## TASK:
Will you transcribe all the entries word for word, skipping the pictures they hold?

(Pointing records)
## Start

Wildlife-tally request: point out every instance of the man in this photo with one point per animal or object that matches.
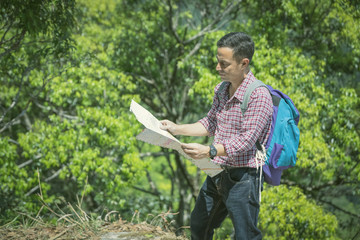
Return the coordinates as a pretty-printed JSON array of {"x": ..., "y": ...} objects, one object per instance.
[{"x": 235, "y": 191}]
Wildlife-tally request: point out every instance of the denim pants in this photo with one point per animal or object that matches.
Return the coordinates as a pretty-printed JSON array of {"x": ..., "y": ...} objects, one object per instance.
[{"x": 233, "y": 192}]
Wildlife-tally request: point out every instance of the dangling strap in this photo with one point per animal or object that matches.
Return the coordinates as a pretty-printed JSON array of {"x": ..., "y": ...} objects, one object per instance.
[{"x": 260, "y": 159}]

## End

## SOLUTION FOR THIS TASK:
Wildlife-tally request: point out every instance of the man in this photo with one point per animal or object that matches.
Return the coordinates as a pretty-printed JSON array of {"x": ..., "y": ...} objects, one object per instance.
[{"x": 235, "y": 191}]
Wildlife-tally request: point out every instance of the denim pants in this photo with one point per animal or object that matches.
Return the coordinates as a pretty-printed JSON array of {"x": ..., "y": ...} objects, one object per instance.
[{"x": 233, "y": 192}]
Wildlife-tally request: point out every instance of the dangling strap in this photo with one point per animal or object that matches.
Return the coordinates as a pretty-printed JSON array of {"x": ..., "y": ...} objects, one object per instance.
[{"x": 260, "y": 159}]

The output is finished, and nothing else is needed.